— Start of MATERIAL SHOWN —

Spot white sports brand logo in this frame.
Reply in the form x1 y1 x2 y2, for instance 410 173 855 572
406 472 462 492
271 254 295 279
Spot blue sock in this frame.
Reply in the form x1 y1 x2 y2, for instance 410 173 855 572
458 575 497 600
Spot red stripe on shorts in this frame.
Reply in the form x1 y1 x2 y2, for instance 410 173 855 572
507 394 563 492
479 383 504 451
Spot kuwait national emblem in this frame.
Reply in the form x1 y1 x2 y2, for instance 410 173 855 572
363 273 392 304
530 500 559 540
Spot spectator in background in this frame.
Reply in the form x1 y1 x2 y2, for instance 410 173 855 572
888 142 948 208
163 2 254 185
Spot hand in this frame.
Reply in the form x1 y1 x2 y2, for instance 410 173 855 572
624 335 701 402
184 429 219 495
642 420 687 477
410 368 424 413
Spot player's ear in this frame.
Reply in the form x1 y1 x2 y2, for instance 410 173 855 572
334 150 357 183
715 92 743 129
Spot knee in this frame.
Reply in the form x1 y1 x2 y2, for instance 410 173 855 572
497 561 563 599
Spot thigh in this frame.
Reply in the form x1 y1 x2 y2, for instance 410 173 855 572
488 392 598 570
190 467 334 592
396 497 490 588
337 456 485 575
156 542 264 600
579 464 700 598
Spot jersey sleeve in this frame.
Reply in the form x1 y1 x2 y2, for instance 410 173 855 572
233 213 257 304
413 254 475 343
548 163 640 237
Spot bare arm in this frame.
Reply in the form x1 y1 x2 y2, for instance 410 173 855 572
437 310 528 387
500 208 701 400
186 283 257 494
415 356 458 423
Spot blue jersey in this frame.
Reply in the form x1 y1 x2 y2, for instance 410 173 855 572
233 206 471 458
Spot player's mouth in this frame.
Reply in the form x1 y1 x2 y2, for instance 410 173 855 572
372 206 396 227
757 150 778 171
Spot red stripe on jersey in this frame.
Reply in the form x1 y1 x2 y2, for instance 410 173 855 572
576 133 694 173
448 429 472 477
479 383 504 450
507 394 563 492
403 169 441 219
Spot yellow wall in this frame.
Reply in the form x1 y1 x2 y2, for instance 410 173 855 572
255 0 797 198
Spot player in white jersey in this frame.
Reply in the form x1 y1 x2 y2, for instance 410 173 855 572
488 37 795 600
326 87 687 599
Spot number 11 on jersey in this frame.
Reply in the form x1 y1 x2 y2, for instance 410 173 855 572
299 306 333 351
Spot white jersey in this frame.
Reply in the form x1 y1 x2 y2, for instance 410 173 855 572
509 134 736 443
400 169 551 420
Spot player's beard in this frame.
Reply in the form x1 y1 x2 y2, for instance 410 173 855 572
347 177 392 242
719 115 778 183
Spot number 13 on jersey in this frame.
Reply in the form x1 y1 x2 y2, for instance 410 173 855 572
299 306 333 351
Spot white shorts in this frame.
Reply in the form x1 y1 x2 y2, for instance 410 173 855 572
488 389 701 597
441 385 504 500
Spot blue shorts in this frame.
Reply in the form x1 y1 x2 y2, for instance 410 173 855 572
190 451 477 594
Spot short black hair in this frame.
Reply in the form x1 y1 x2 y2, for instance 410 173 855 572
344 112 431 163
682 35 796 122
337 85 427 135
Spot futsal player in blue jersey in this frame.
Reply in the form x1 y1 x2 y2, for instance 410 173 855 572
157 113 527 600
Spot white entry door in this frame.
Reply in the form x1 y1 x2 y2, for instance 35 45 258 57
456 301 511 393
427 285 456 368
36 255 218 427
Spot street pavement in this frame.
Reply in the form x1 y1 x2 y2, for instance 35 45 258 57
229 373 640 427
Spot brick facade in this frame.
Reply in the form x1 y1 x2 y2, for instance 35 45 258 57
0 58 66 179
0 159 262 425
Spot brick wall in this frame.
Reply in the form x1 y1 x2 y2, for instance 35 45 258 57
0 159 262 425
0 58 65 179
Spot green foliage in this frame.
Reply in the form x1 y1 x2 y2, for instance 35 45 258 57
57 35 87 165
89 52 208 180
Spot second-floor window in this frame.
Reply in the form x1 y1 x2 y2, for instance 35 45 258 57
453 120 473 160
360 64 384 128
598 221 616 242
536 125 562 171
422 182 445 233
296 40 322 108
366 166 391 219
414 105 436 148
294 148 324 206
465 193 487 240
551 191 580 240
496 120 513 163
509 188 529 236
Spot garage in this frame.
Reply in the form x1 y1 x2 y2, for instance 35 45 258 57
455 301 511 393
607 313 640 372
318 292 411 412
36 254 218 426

— End of MATERIAL SHOWN —

> _DIRECTIVE_
Copy all of the records above word for word, keeping every line unchanged.

> _EXERCISE OUTPUT_
Spot white sports brand logo in this frame.
Reply in the form x1 y1 x2 y2, for instance 410 173 855 572
406 472 462 492
271 254 295 279
Spot blue sock in this frame.
Reply in the form x1 y1 x2 y2, for instance 410 173 855 572
458 575 497 600
Spot red stripe on shorts in this frame.
Reply in the form x1 y1 x2 y2, for instance 410 173 855 572
507 394 563 492
479 383 504 451
Spot kuwait national emblem in this frame.
Reply in the form x1 y1 x2 y2, for instance 410 173 855 572
363 273 392 304
530 500 559 540
Spot spectator in background in this frame.
Reply in the form x1 y1 x2 y2, for instance 410 173 855 572
888 142 948 208
163 2 254 185
Spot hand in this frame.
Reply in the form x1 y1 x2 y2, for instance 410 173 855 572
624 335 701 402
184 429 219 495
642 420 687 477
410 368 424 413
Spot player's ear in this frame.
Reply in the form x1 y1 x2 y2, for instance 410 173 855 572
334 150 357 183
715 92 743 129
Spot knee in this frame.
Reply in the form x1 y1 x2 y2, for instance 410 173 855 572
497 561 563 599
Spot thigh in this frame.
Reply in the form x1 y1 x2 y2, for instance 410 173 855 572
488 392 598 570
190 467 334 592
396 497 490 588
337 456 485 575
156 542 264 600
579 464 700 598
Spot jersey sleeve in this frame.
Reply in the form x1 y1 x2 y2, for instance 410 173 855 572
233 213 257 304
413 254 475 343
548 163 640 237
Spot bare arm in this frame.
Reply in the form x1 y1 x2 y2, for instance 410 173 855 572
437 310 528 387
500 208 701 400
186 283 257 494
415 356 458 423
Spot blue jersey in this frame.
Reply in the form x1 y1 x2 y2, for instance 410 173 855 572
233 206 471 458
Spot player's mouth in this frame.
Reply in the form x1 y1 x2 y2, for instance 410 173 855 572
372 206 396 227
757 150 778 171
Spot red stripe on jersey in this frame.
Reply in the form x1 y1 x2 y2, for instance 410 173 855 572
576 133 694 173
448 429 472 477
479 383 504 450
507 394 563 492
403 169 441 219
Spot yellow wall in this frame.
Reply in the form x1 y1 x2 y2, for instance 410 173 855 572
255 0 797 198
Spot player in white jersey in this frame.
Reply in the form x1 y1 x2 y2, for instance 410 173 855 572
488 37 795 600
326 87 687 599
Spot number 11 on jersey in this frame.
Reply in the form x1 y1 x2 y2, for instance 410 173 855 572
299 306 333 351
Spot white jersey in this frame.
Reply in the form x1 y1 x2 y2, for instance 410 173 855 572
509 134 736 443
400 169 551 420
Spot player's beard in this frame.
Reply in the form x1 y1 x2 y2, for instance 410 173 855 572
347 177 392 242
719 115 778 183
Spot number 13 on jersey in this frame.
Reply in the form x1 y1 x2 y2, for instance 410 173 855 572
299 306 333 351
Spot white shorts in this frame.
Reply in the form x1 y1 x2 y2, for instance 410 173 855 572
488 389 701 597
441 385 504 500
Spot blue shorts in this frame.
Reply in the form x1 y1 x2 y2, for instance 410 173 855 572
190 451 477 594
Spot short black hair in this frame.
Reply in the form x1 y1 x2 y2, for instance 410 173 855 572
344 112 431 163
682 35 796 122
337 85 427 135
Spot futsal player in blue jersey in this frame.
Reply in the form x1 y1 x2 y2, for instance 410 173 855 572
157 113 527 600
Spot white entry door in this frame.
Reply in the form x1 y1 x2 y2, for instance 35 45 258 57
456 301 511 393
427 285 456 368
36 255 218 427
Spot street pavement in this frame.
Reply in the form x1 y1 x2 y2, for instance 35 45 258 57
229 373 640 427
Spot brick facade in this frame.
Reply in the form x1 y1 x2 y2, for instance 35 45 258 57
0 58 66 179
0 159 262 425
Spot brick wall in this frame.
Reply in the form x1 y1 x2 y2, for instance 35 45 258 57
0 159 262 425
0 58 65 179
Spot green foliage in this frame.
Reply in the form x1 y1 x2 y2, for instance 35 45 258 57
57 35 87 165
89 52 208 180
Spot second-floor window in this frame.
Reply in the form x1 y1 x2 y2, for instance 35 45 258 57
453 120 473 160
360 64 384 128
598 221 616 242
536 125 562 171
422 182 445 233
296 40 322 108
366 166 391 219
414 105 436 148
294 148 324 206
465 193 487 240
551 191 580 240
496 120 513 163
509 188 529 236
Spot garage in this frame.
Reply in the form x1 y1 x2 y2, for instance 35 45 258 57
455 301 511 393
607 313 640 372
318 292 411 412
36 254 218 426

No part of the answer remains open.